[START RECORDS FOR THIS TASK]
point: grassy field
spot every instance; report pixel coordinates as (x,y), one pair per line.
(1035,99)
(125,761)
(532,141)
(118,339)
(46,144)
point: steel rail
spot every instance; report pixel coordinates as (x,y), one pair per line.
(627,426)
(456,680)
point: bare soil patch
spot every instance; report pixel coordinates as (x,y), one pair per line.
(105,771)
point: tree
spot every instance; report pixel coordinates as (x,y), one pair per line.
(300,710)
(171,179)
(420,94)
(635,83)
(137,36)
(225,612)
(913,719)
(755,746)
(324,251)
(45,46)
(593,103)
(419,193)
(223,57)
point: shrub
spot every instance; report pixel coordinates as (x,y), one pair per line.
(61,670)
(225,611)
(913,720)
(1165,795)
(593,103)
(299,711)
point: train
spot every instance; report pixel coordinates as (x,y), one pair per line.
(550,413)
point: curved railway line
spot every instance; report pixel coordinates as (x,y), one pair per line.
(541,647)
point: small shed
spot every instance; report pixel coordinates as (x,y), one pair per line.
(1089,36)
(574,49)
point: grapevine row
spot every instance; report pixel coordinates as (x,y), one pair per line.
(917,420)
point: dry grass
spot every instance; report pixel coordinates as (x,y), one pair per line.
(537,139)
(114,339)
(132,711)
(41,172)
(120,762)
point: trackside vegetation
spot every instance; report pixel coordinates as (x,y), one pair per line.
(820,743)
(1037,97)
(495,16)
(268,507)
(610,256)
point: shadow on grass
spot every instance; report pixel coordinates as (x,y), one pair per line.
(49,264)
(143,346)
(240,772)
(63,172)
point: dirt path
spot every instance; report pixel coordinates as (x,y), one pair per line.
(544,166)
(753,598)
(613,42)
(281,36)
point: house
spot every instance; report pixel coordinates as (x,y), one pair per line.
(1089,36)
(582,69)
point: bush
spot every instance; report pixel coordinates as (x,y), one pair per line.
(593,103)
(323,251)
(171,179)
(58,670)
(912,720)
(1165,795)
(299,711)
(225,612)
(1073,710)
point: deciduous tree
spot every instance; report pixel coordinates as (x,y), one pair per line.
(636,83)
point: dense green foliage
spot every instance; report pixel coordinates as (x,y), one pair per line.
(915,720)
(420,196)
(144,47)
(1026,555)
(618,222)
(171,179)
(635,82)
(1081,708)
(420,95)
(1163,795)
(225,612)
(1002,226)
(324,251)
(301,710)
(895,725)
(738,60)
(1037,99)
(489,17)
[END RECORDS FOR THIS TASK]
Rename "dry grass" to "parched grass" throughout the listing above, and give all of its lines again with nothing else changed.

point: grassy field
spot every instance; report pixel coordinates as (x,y), one pair per line.
(1035,99)
(125,761)
(532,141)
(118,339)
(46,144)
point: steel rail
spot every instance; report pixel coordinates as (x,y), one pair per line.
(627,426)
(456,680)
point: bare soil patch
spot every instance; report pixel coordinates as (x,y), one pair per line.
(105,771)
point: tree
spot every instance; report pixel coordinates as (x,y), one pair per line.
(300,710)
(171,179)
(420,94)
(635,83)
(137,36)
(225,612)
(913,719)
(755,746)
(324,251)
(45,46)
(593,103)
(419,193)
(223,57)
point: shrub
spot every instance; report pixel coordinates as (x,y), one pair per line.
(61,670)
(225,611)
(913,720)
(1165,795)
(593,103)
(299,711)
point: train
spot every instance; report pixel coordinates as (x,y), one pair per line.
(550,413)
point: curved railway line
spot every instance; report pixel coordinates as (x,y), one pair per line.
(541,647)
point: small shed
spot every instance; report pixel coordinates as (x,y), one pair per line.
(1089,36)
(574,49)
point: grapevine row
spot every instance; report pixel coordinates as (x,y), one pair per line.
(917,420)
point: parched grass
spot every instance; report pixel coordinates as (x,y), one pair per line.
(537,139)
(114,339)
(132,711)
(41,172)
(120,762)
point: trackside vegetation
spot every instance; report pixel coordinates as (x,y), one pair per line.
(820,743)
(1037,97)
(495,16)
(268,507)
(610,256)
point: shadow on grass
spot every instance; report pixel coordinates as (x,y), one pair per line.
(49,264)
(143,346)
(240,772)
(63,172)
point: dirt path
spot every instance; report pixel coordinates as (x,y), one pair per line.
(544,166)
(753,598)
(613,42)
(281,36)
point: house
spot every instance; report pixel coordinates as (x,y), one pair per line.
(1089,36)
(582,69)
point: bush
spot every instance; report pixel coordinates as (x,y), one pair per line.
(593,103)
(323,251)
(171,179)
(58,670)
(912,720)
(1165,795)
(299,711)
(225,612)
(1073,710)
point: deciduous tree
spot every instance; report pixel coordinates as (x,y), one pair per line.
(636,83)
point: dense green foliage
spot every instance; report pixel coordinates as (x,y), one pair per line.
(915,720)
(420,196)
(144,47)
(1026,555)
(618,222)
(171,179)
(635,82)
(1081,708)
(420,95)
(1163,795)
(225,612)
(1002,226)
(324,251)
(301,710)
(895,725)
(738,60)
(1037,99)
(489,17)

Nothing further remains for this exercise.